== What to produce ==
The records that follow are to be given again exactly, with their pictures omitted.

[Data items]
╭──
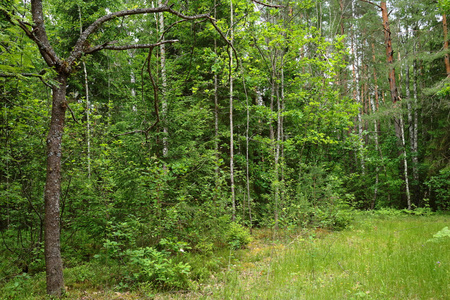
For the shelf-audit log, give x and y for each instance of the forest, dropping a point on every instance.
(134, 130)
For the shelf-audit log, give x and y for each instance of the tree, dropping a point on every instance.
(63, 68)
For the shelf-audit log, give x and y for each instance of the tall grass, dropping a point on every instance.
(377, 259)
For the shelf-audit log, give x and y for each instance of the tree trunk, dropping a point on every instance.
(162, 49)
(233, 196)
(447, 58)
(53, 261)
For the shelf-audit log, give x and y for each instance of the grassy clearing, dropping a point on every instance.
(380, 258)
╰──
== Response ==
For the shelf-audit log, give x and y for each instance of the forest, dropping a point on every instance.
(134, 130)
For the shelf-audit log, give x and y for each instance of the tree, dropping a point on every instance.
(63, 68)
For the shelf-audit log, give x and y for each instance of the tall grass, dropping a point on every instance.
(377, 259)
For the shelf-audit log, give x and y for each instance of the tree trunk, dropping a point on every instance.
(162, 49)
(233, 196)
(447, 58)
(53, 261)
For the shelf-audit log, give x and y for each instance of the grassy clearing, dropping a point on every instance.
(380, 258)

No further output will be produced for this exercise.